KUTIPAN BERITA>
--*--
TEMPO.CO, Jakarta - Duta Besar Myanmar untuk PBB, Kyaw Moe Tun, belum puas dengan banyaknya hukuman yang diterima junta militer. Dikutip dari kantor berita Reuters, ia meminta Kongres Amerika untuk menambah jumlah sanksi ke Junta Myanmar, terutama ke bisnis-bisnis yang menopang mereka.
Menurut Kyaw Moe Tun, salah satu sasaran empuk untuk menghukum Junta Myanmar adalah perusahan migas milik negara, Myanmar Oil and Gas Enterprise (MOGE). Selain perusahaan tersebut, Kyaw Moe Tun juga menyarankan sanksi untk bank sentral Myanmar, Myanmar Foreign Trade Bank (MFTB). Ia menyakini sanksi kepada keduanya akan berdampak langsung ke operasional junta.
--*--
CUPLIKAN DATA>
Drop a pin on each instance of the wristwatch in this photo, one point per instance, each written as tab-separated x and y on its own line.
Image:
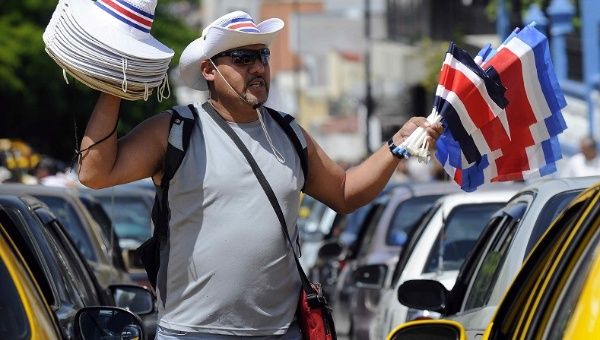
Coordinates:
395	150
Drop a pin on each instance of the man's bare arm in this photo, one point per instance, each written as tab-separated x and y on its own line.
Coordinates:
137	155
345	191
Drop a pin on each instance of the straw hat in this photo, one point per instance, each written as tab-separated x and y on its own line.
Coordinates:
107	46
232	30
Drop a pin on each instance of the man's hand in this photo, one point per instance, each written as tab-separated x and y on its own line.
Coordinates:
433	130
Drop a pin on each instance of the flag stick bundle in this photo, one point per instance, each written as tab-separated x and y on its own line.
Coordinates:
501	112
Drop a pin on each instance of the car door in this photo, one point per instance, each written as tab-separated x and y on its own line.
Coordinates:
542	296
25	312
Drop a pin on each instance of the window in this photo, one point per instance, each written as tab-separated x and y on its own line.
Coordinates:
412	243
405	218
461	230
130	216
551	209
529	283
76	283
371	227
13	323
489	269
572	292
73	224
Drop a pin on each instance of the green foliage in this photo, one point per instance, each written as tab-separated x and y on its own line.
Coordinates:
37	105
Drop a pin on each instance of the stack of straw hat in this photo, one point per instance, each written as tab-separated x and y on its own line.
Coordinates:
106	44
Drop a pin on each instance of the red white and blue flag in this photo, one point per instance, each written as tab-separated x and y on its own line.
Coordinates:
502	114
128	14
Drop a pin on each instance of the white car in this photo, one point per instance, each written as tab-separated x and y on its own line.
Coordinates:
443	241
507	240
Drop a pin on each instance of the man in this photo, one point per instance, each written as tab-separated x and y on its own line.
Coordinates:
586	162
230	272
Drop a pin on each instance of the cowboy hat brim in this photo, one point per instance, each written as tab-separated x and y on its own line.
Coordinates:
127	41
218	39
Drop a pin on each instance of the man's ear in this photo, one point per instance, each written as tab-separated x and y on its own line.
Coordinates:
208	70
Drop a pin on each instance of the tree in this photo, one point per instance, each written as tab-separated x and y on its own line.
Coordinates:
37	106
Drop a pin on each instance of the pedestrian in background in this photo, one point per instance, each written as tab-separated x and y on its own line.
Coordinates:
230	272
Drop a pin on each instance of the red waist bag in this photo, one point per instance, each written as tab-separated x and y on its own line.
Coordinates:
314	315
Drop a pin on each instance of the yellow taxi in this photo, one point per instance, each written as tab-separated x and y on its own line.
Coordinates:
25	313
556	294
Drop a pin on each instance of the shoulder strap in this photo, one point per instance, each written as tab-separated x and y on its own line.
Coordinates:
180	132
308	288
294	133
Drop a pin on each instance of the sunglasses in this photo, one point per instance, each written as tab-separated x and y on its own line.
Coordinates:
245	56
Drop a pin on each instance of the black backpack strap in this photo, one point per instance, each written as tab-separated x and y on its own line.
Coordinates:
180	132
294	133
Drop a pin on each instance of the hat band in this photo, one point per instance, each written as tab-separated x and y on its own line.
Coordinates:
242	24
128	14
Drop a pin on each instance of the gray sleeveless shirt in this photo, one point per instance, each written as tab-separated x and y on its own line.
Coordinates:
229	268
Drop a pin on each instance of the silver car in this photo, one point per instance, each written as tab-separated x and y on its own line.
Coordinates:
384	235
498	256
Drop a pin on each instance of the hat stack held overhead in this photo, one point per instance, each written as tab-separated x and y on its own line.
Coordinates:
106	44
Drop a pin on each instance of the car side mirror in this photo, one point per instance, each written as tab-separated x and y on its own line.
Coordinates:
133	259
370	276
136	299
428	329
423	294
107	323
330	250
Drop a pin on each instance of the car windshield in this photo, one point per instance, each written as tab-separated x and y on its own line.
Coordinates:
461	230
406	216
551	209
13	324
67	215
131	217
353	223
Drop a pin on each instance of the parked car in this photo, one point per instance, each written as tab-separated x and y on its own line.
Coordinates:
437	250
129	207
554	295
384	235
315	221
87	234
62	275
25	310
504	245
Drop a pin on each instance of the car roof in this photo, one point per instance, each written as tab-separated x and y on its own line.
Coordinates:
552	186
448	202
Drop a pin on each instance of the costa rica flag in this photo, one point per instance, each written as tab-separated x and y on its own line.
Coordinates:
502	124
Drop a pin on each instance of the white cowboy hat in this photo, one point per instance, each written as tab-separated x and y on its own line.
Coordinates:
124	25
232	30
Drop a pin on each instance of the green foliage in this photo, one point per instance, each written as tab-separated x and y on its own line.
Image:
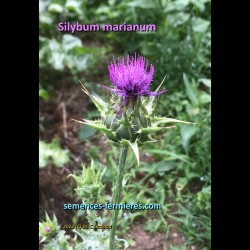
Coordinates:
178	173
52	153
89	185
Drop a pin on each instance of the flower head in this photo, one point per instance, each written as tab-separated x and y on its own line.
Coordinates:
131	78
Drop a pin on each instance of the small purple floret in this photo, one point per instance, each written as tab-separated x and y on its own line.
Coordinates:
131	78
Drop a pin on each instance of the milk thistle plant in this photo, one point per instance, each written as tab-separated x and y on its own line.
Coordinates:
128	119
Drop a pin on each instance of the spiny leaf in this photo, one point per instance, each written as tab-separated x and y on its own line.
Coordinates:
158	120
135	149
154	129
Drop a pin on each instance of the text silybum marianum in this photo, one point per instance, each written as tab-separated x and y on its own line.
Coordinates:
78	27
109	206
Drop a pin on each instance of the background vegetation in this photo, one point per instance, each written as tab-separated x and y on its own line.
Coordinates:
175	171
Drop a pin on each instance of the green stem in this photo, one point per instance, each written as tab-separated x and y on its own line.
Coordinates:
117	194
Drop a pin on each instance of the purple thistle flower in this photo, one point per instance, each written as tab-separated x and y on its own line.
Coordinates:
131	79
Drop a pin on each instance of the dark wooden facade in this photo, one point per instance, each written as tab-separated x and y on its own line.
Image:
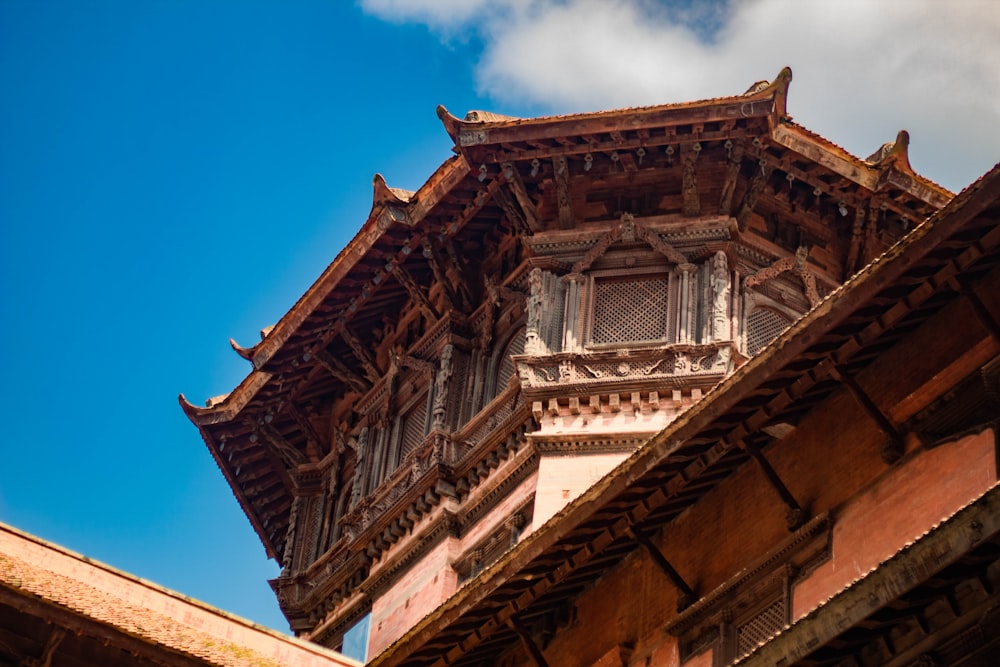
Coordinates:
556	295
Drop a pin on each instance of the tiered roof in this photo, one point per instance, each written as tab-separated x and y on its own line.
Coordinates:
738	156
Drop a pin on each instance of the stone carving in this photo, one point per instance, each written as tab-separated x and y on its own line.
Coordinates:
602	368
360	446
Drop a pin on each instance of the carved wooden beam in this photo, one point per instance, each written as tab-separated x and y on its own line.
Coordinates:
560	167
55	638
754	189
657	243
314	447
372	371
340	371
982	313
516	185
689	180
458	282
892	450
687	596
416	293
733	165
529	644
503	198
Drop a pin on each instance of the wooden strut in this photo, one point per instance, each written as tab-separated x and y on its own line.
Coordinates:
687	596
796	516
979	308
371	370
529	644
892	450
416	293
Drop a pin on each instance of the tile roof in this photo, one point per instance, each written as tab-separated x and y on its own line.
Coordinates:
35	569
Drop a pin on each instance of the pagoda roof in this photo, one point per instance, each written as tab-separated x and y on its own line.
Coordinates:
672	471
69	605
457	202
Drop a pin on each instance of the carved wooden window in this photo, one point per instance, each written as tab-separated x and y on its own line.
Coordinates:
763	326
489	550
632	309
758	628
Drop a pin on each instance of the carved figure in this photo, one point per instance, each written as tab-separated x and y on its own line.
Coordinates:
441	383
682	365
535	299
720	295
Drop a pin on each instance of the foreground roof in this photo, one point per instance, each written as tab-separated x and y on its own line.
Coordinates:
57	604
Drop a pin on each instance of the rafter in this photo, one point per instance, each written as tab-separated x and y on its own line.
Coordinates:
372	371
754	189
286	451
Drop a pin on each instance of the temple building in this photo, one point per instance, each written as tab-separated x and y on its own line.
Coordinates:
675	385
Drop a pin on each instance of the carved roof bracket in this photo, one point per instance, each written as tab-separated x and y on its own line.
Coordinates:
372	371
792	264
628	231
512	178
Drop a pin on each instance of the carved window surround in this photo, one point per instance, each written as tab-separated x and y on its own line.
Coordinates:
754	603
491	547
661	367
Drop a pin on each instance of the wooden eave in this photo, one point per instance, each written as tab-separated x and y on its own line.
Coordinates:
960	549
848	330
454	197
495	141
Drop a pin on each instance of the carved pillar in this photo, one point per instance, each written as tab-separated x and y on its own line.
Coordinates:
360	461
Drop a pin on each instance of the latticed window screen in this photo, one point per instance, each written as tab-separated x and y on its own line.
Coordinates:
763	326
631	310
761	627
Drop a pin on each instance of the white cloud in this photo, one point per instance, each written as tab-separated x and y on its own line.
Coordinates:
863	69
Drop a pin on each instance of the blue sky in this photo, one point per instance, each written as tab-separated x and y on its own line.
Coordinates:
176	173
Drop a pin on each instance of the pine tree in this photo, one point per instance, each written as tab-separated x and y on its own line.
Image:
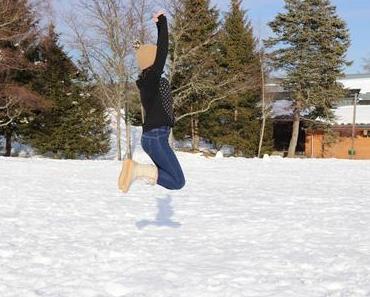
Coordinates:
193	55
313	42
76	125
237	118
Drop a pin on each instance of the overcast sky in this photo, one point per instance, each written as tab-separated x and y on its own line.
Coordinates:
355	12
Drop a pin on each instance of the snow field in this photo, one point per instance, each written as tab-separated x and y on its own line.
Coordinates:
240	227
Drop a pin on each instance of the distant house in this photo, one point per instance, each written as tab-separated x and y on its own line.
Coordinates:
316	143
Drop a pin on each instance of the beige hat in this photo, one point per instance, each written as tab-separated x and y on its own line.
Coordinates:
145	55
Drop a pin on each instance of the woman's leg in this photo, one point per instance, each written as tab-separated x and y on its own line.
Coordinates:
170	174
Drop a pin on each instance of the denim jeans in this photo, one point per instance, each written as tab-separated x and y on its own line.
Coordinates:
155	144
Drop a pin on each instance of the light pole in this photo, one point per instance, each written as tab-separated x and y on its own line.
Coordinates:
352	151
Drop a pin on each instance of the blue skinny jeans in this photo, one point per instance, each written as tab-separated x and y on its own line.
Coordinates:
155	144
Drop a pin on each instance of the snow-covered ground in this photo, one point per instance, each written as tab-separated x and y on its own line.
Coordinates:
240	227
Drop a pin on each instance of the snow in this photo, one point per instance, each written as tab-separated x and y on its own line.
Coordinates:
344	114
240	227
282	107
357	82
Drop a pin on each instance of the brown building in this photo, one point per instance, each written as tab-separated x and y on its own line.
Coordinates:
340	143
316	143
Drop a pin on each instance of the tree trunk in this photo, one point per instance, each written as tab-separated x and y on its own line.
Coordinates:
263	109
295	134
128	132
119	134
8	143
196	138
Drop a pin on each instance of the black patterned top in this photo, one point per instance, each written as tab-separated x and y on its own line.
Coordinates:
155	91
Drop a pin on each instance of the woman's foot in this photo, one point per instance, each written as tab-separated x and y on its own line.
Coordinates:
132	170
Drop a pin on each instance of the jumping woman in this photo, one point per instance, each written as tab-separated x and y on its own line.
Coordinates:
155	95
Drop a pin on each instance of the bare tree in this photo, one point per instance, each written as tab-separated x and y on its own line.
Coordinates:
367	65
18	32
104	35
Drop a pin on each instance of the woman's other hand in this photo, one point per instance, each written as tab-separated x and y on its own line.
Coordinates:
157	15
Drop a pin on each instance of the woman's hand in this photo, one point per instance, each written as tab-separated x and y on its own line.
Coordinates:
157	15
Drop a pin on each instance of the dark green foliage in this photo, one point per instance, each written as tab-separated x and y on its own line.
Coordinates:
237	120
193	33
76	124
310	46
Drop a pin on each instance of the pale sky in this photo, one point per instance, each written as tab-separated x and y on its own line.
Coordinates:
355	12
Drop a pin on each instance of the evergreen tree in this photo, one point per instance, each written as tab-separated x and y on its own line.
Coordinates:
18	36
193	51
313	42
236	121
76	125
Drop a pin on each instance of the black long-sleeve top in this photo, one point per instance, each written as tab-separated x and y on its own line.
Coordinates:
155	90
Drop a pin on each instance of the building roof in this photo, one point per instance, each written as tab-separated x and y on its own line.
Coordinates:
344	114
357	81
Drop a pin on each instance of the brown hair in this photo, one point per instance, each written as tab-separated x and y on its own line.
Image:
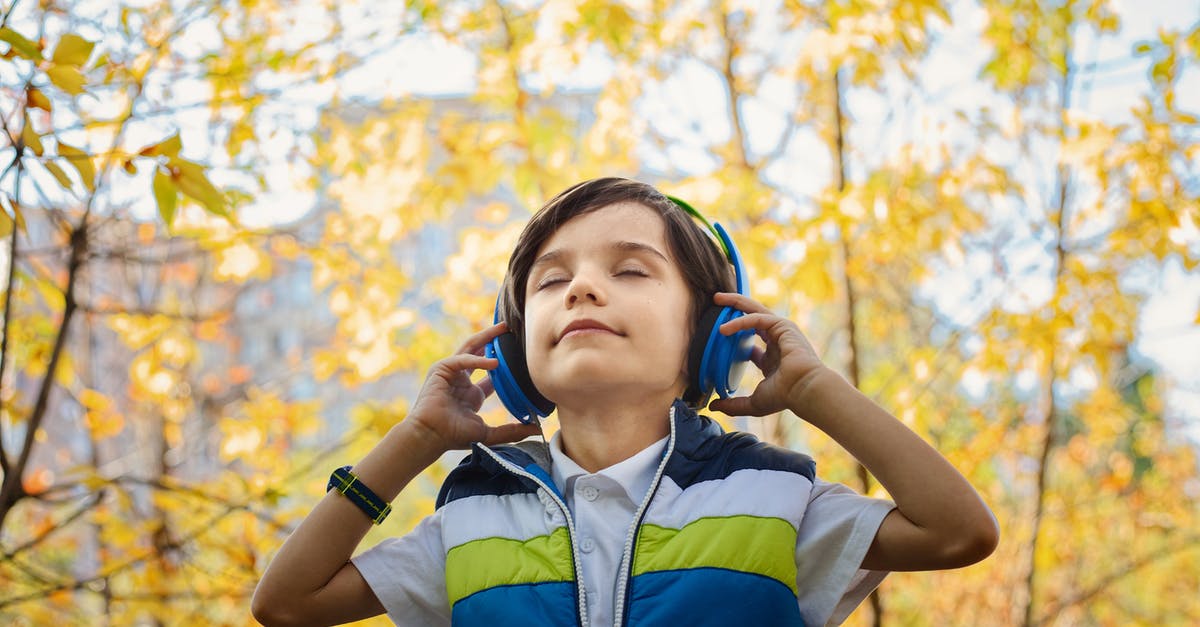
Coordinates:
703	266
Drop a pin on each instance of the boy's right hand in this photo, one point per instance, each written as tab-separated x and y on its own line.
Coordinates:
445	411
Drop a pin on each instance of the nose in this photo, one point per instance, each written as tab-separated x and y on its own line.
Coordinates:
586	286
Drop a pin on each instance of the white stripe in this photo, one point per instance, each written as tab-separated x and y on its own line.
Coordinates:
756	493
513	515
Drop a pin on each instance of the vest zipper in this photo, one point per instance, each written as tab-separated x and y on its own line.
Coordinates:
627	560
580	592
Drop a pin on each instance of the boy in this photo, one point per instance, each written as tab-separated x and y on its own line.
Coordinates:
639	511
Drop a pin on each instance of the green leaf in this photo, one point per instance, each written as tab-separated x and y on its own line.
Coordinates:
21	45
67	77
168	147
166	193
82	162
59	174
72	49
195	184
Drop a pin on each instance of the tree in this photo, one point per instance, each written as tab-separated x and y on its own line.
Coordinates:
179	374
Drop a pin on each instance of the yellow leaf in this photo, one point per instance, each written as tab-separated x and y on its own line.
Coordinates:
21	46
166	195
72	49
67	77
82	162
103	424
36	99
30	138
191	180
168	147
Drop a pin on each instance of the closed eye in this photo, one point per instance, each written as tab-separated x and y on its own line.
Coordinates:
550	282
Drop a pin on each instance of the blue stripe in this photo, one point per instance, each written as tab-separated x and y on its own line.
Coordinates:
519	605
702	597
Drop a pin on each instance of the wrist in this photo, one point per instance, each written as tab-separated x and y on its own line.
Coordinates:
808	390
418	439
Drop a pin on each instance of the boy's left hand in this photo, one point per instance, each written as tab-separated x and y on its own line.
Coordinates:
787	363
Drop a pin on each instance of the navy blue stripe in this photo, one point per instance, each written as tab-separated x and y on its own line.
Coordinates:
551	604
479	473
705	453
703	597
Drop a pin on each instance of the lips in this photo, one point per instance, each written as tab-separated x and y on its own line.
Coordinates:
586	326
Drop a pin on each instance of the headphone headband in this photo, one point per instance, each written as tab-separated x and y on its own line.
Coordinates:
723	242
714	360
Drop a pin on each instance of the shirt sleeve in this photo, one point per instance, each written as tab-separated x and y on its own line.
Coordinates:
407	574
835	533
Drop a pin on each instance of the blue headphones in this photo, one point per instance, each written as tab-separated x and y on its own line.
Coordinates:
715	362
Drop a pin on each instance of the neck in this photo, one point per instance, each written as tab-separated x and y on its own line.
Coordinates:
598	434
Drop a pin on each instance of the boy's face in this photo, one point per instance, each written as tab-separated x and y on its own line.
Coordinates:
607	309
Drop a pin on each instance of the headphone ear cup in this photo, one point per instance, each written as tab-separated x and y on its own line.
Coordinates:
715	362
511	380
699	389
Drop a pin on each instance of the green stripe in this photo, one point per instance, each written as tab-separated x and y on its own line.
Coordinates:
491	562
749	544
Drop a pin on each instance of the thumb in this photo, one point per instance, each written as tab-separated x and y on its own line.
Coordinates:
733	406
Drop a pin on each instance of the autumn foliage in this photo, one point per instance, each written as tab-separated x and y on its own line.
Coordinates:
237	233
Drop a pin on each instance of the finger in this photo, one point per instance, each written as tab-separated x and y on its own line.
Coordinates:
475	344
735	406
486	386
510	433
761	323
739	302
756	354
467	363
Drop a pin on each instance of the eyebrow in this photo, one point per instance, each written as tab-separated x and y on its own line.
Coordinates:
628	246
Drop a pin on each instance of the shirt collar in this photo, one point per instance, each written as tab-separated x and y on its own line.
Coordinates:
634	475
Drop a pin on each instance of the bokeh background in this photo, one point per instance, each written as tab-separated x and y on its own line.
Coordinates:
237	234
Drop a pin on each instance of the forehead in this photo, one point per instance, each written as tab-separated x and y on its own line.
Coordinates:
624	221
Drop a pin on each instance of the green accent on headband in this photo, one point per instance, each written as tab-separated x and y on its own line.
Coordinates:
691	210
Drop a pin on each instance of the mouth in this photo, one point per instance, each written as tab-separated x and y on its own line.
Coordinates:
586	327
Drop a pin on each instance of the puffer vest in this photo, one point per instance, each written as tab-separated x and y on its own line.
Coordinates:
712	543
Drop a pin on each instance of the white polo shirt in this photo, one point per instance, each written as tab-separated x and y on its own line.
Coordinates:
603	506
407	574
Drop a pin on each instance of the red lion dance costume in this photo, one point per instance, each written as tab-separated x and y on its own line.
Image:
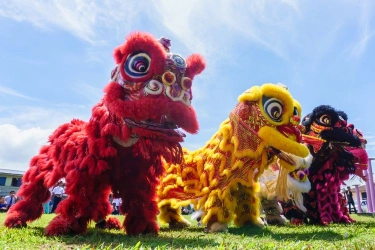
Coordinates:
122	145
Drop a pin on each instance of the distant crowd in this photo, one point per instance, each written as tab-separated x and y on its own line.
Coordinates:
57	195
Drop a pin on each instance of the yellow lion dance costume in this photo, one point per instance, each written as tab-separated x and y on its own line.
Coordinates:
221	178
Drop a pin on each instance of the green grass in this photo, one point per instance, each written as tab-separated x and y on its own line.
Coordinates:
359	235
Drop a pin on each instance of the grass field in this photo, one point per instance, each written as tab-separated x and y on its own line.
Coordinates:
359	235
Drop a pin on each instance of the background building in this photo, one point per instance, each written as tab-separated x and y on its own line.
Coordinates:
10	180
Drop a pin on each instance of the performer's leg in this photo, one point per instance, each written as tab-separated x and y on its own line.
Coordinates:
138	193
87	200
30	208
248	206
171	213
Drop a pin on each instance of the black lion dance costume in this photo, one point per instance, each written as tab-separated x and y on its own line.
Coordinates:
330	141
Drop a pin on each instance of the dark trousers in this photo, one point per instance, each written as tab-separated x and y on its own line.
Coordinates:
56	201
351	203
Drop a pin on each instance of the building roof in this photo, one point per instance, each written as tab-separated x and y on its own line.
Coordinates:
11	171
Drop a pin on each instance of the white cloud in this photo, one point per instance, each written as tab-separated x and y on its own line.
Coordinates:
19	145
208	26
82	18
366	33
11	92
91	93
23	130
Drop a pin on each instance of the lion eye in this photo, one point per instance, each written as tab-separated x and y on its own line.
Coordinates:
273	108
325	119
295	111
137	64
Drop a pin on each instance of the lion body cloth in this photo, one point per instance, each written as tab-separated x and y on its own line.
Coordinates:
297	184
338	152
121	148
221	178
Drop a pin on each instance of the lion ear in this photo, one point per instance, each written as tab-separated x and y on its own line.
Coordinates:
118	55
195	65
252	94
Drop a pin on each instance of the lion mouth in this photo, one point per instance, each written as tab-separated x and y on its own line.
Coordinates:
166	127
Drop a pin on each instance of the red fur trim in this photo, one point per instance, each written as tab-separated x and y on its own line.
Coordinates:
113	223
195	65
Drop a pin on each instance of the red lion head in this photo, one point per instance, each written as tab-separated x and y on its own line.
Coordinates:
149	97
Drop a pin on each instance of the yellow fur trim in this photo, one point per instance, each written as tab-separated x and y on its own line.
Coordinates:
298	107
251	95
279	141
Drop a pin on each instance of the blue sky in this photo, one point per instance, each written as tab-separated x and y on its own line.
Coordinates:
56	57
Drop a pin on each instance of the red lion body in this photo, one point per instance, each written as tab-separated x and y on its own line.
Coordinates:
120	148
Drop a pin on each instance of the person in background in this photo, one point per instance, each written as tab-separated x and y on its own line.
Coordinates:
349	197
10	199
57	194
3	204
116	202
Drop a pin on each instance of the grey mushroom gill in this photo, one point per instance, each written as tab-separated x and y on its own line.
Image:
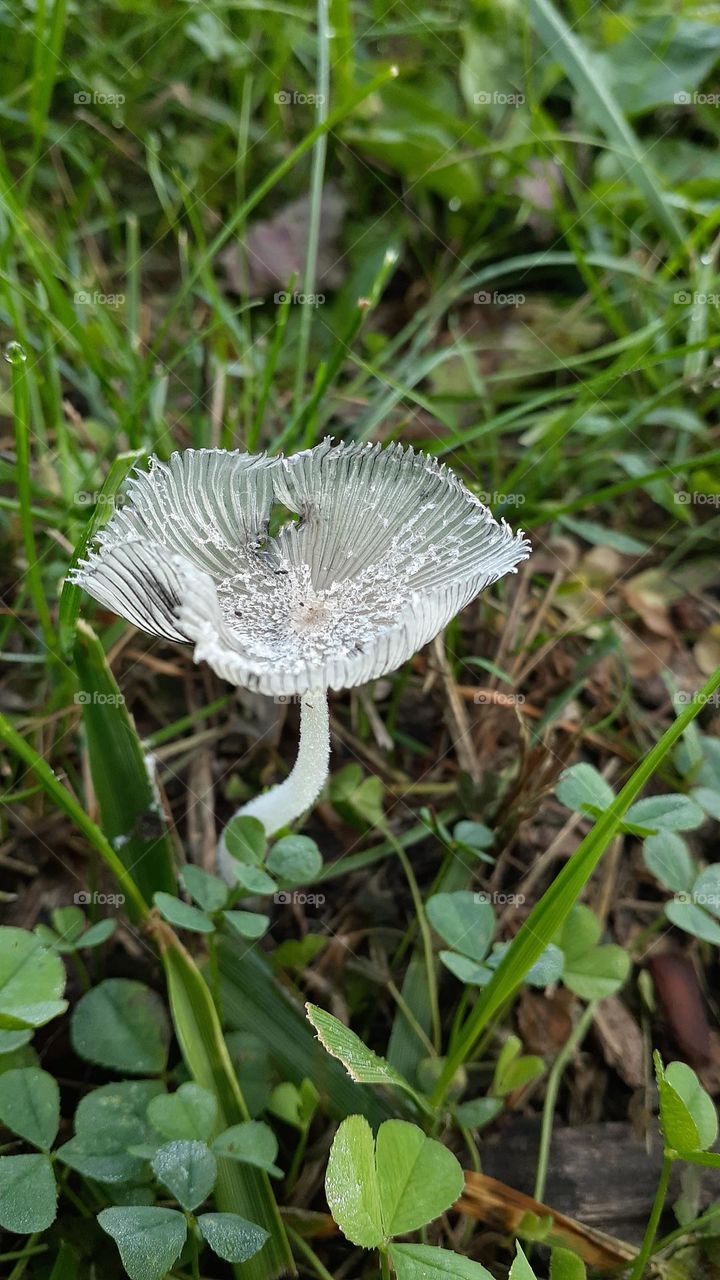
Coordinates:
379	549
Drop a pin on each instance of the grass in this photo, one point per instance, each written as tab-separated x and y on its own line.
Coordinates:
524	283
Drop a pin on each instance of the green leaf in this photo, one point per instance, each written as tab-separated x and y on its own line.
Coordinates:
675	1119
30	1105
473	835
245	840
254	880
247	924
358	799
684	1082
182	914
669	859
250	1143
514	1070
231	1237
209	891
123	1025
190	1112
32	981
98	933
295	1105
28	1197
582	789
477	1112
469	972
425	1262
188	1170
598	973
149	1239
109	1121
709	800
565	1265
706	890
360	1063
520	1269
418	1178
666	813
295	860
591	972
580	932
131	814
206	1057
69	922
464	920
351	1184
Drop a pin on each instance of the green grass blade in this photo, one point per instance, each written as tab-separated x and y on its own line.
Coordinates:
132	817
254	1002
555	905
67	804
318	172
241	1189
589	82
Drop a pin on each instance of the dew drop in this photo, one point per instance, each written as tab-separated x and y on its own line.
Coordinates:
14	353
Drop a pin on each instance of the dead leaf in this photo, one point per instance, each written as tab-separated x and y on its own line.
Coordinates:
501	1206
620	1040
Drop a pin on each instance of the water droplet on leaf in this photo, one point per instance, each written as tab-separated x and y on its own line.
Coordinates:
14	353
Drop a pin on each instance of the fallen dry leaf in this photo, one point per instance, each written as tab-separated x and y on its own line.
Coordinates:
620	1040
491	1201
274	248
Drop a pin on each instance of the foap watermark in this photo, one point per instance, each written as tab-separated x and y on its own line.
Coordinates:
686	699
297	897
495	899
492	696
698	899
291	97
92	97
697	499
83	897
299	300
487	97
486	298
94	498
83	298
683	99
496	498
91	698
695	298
--*--
DAFTAR TUGAS>
1/ Dalam berita tentang sanksi junta Myanmar, perusahaan apa yang disebut Kyaw Moe Tun sebagai salah satu sasaran empuk untuk menghukum junta?
2/ Lanjutkan berita tentang sanksi junta Myanmar setelah kalimat terakhirnya.
Materi ini diambil dari sumber yang berbeda.

JAWABAN TIAP TUGAS>
1/ Perusahaan migas milik negara, Myanmar Oil and Gas Enterprise (MOGE).

2/
"Saya ingin menegaskan lagi bahwa Myanmar tidak hanya mengalami kemunduran dalam hal demokrasi, tetapi situasi di sana juga berpotensi mengancam kestabilan serta kedamaian regional," ujar Kyaw Moe Tun, dalam pertemuannya dengan Komite Hubungan Luar Negeri Parlemen AS, soal alasannya mendorong sanksi tambahan, Rabu, 5 Mei 2021.
Sebagaimana diketahui, Amerika sudah menjatuhkan berbagai sanksi ke Myanmar sebelumnya. Sanksi itu tak hanya menyasar pejabat-pejabat Militer Myanmar, tetapi juga perusahaan-perusahaan afiliasinya. Adapun dengan sanksi tersebut, mereka tidak hanya dilarang masuk ke Amerika, tetapi juga asetnya dibekukan dan tak boleh melakukan transaksi ekonomi di AS.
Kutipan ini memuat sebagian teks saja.